INSTRUCTION
Write out the lines below as a numbered list, from the very first line through the line that contains "pixel 598 52", skipping blank lines and leaving out the pictures.

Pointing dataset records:
┄┄┄┄┄┄┄┄┄┄

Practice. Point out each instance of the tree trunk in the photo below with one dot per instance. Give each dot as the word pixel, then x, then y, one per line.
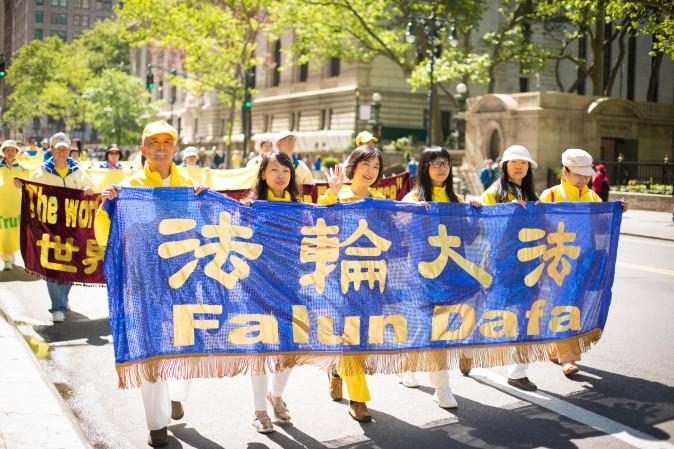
pixel 656 62
pixel 230 128
pixel 598 52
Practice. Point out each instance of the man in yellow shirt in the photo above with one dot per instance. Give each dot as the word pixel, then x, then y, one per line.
pixel 162 400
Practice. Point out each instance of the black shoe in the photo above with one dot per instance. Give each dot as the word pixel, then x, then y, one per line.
pixel 158 438
pixel 177 411
pixel 523 384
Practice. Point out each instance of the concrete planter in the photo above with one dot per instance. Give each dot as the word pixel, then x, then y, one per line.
pixel 645 201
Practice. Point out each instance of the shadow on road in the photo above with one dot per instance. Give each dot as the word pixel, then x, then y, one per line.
pixel 77 327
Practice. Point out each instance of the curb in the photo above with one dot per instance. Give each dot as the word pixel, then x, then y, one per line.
pixel 42 347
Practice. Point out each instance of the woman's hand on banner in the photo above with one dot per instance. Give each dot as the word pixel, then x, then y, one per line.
pixel 336 178
pixel 110 192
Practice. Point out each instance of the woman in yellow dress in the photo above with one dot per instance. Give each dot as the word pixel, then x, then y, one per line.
pixel 364 168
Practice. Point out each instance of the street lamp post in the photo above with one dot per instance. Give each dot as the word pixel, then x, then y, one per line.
pixel 432 26
pixel 375 122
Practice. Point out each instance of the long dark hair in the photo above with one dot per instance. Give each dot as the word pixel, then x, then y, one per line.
pixel 364 152
pixel 503 185
pixel 424 184
pixel 261 188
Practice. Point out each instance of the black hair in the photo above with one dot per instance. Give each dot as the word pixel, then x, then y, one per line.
pixel 259 192
pixel 424 184
pixel 504 186
pixel 364 152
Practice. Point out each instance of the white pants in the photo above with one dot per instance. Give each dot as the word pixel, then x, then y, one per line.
pixel 261 386
pixel 157 399
pixel 518 371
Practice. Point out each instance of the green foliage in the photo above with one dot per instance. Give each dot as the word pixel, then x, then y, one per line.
pixel 119 107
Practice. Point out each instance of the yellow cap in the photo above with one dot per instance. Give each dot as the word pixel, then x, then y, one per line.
pixel 365 137
pixel 159 127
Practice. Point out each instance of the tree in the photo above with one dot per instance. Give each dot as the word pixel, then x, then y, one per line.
pixel 119 106
pixel 216 38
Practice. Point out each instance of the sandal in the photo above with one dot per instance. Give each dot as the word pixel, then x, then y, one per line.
pixel 569 369
pixel 280 409
pixel 262 423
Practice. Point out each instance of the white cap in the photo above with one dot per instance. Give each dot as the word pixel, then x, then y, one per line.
pixel 283 134
pixel 60 140
pixel 9 144
pixel 578 161
pixel 190 151
pixel 518 153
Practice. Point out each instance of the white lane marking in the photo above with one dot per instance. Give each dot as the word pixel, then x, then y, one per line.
pixel 619 431
pixel 647 241
pixel 645 268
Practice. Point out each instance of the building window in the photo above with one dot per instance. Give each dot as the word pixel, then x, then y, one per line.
pixel 59 33
pixel 322 121
pixel 335 66
pixel 276 76
pixel 59 19
pixel 304 72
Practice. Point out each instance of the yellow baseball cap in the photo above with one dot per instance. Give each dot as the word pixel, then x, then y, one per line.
pixel 365 137
pixel 159 127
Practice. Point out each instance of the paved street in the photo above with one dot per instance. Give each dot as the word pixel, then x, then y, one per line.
pixel 623 398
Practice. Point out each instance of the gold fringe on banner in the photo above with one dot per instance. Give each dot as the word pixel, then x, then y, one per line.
pixel 194 366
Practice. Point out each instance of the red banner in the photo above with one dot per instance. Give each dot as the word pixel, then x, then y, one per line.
pixel 57 234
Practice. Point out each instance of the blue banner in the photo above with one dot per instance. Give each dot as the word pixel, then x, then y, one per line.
pixel 201 286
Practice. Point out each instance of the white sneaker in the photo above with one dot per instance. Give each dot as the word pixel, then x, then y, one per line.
pixel 410 380
pixel 445 398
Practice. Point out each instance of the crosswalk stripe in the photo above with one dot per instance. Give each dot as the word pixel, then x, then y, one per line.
pixel 603 424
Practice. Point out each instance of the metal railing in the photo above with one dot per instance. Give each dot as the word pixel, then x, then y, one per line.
pixel 640 172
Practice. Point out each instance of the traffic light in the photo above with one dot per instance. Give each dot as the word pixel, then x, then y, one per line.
pixel 149 78
pixel 3 72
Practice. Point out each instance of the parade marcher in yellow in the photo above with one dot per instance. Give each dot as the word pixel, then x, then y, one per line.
pixel 285 142
pixel 162 400
pixel 11 201
pixel 62 171
pixel 364 168
pixel 576 174
pixel 266 146
pixel 435 183
pixel 275 182
pixel 514 184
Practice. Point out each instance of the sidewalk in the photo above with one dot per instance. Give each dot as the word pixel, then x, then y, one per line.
pixel 32 413
pixel 645 223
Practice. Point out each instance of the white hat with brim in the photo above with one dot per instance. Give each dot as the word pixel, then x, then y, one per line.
pixel 9 144
pixel 283 134
pixel 518 153
pixel 578 161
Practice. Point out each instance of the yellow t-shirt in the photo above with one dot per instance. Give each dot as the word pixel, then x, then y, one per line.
pixel 346 195
pixel 568 192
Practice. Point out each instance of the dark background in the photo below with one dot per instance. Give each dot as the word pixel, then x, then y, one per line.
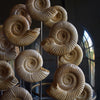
pixel 85 12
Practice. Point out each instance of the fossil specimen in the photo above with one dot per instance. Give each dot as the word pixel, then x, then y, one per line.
pixel 74 57
pixel 20 9
pixel 69 82
pixel 28 66
pixel 17 30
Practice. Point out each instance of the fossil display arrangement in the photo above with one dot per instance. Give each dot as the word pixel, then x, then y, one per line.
pixel 69 80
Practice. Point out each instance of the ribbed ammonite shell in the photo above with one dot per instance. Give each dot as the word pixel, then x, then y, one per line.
pixel 87 93
pixel 64 33
pixel 60 15
pixel 74 57
pixel 17 30
pixel 20 9
pixel 7 50
pixel 16 93
pixel 28 66
pixel 69 82
pixel 50 46
pixel 7 78
pixel 38 9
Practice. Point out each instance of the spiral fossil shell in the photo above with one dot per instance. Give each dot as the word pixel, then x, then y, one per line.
pixel 7 78
pixel 61 15
pixel 64 33
pixel 50 46
pixel 16 93
pixel 17 31
pixel 7 50
pixel 28 66
pixel 20 9
pixel 69 82
pixel 74 57
pixel 87 93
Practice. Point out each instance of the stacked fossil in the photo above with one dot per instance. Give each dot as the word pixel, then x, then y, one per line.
pixel 69 80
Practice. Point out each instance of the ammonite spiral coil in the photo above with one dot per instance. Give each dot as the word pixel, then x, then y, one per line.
pixel 74 57
pixel 17 30
pixel 87 93
pixel 60 15
pixel 20 9
pixel 69 82
pixel 50 46
pixel 16 93
pixel 7 50
pixel 38 9
pixel 7 78
pixel 28 66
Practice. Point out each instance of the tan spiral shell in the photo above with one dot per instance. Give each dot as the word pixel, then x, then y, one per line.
pixel 7 50
pixel 39 9
pixel 28 66
pixel 16 93
pixel 61 15
pixel 69 82
pixel 17 31
pixel 64 33
pixel 74 57
pixel 7 78
pixel 87 93
pixel 20 9
pixel 50 46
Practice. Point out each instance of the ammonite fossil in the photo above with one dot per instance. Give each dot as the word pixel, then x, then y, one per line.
pixel 87 93
pixel 28 66
pixel 74 57
pixel 7 50
pixel 60 15
pixel 69 82
pixel 17 30
pixel 7 78
pixel 40 9
pixel 50 46
pixel 64 33
pixel 16 93
pixel 20 9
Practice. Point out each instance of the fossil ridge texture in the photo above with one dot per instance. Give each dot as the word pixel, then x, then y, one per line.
pixel 16 93
pixel 7 77
pixel 28 66
pixel 74 57
pixel 41 10
pixel 7 50
pixel 17 31
pixel 62 39
pixel 69 82
pixel 20 9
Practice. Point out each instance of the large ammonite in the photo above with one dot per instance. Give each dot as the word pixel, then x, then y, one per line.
pixel 87 93
pixel 7 78
pixel 16 93
pixel 50 46
pixel 28 66
pixel 20 9
pixel 74 57
pixel 17 30
pixel 69 82
pixel 61 15
pixel 7 50
pixel 64 33
pixel 39 9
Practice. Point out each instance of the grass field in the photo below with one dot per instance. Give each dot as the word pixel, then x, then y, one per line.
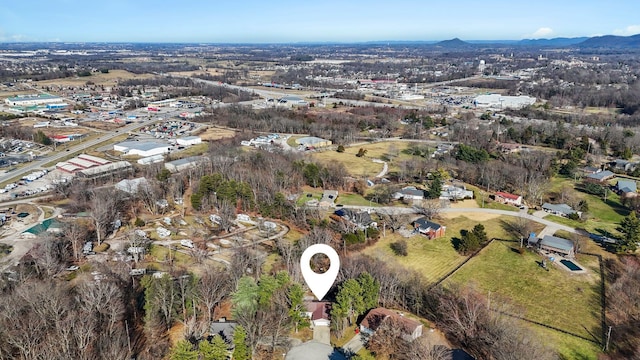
pixel 602 216
pixel 214 133
pixel 434 258
pixel 557 298
pixel 364 166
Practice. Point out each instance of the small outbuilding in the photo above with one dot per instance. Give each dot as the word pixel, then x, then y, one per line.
pixel 506 198
pixel 557 245
pixel 410 329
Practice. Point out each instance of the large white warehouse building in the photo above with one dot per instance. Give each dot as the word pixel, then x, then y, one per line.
pixel 142 148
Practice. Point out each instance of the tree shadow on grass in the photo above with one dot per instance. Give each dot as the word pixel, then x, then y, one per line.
pixel 456 243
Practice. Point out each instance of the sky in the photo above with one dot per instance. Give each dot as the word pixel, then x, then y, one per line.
pixel 285 21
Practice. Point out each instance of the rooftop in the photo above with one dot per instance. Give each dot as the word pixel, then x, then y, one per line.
pixel 556 242
pixel 602 175
pixel 507 195
pixel 423 223
pixel 375 317
pixel 561 208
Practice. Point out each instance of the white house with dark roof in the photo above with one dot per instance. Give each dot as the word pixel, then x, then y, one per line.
pixel 627 188
pixel 559 209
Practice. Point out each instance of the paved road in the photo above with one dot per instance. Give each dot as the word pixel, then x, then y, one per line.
pixel 396 210
pixel 38 164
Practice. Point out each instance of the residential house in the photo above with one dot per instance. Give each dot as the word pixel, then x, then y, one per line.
pixel 429 228
pixel 627 188
pixel 600 176
pixel 409 193
pixel 328 198
pixel 450 192
pixel 506 198
pixel 559 209
pixel 623 165
pixel 510 148
pixel 590 170
pixel 359 219
pixel 318 313
pixel 411 329
pixel 557 245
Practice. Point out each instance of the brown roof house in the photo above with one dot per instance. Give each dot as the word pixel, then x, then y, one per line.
pixel 411 329
pixel 318 312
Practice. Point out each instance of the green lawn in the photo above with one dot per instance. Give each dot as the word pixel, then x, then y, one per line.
pixel 354 199
pixel 433 258
pixel 364 166
pixel 602 215
pixel 557 298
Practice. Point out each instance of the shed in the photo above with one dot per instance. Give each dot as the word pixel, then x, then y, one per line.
pixel 557 245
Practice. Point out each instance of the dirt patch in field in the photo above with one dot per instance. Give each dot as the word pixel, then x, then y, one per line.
pixel 216 134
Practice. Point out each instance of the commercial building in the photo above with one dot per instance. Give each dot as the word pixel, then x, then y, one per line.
pixel 151 160
pixel 497 101
pixel 119 168
pixel 142 148
pixel 32 100
pixel 81 162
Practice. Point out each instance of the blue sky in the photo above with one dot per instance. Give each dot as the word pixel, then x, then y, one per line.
pixel 260 21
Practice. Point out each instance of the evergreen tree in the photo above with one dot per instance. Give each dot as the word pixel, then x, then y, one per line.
pixel 183 350
pixel 296 306
pixel 349 302
pixel 480 233
pixel 435 188
pixel 241 350
pixel 214 350
pixel 630 227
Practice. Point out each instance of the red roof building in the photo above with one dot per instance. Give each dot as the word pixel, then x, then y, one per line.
pixel 411 329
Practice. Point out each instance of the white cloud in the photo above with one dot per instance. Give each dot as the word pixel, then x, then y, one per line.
pixel 543 32
pixel 629 30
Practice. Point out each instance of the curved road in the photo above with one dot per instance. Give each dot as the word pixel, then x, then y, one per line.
pixel 393 210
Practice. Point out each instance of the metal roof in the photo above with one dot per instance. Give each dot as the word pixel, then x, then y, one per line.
pixel 557 243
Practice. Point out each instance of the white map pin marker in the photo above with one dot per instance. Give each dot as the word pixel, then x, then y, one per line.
pixel 320 283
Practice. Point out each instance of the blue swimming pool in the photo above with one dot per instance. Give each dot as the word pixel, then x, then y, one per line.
pixel 572 266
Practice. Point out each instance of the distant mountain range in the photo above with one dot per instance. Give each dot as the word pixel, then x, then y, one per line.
pixel 607 41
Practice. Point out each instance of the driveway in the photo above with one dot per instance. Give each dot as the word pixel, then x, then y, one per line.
pixel 322 334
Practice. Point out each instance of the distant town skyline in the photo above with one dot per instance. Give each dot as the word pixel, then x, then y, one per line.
pixel 283 21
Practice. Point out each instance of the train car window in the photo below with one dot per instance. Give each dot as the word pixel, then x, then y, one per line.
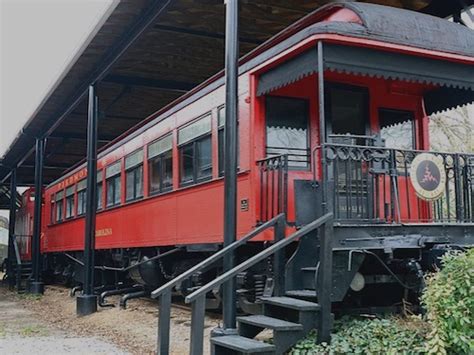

┄┄┄┄┄┄┄┄┄┄

REPLY TO THE EXERCISE
1. Practice. Point out each instance of the tree trunk in the photo below with one dot per instance. Give each dot as the word pixel, then x, then y, one per line.
2. pixel 656 62
3. pixel 230 128
4. pixel 598 52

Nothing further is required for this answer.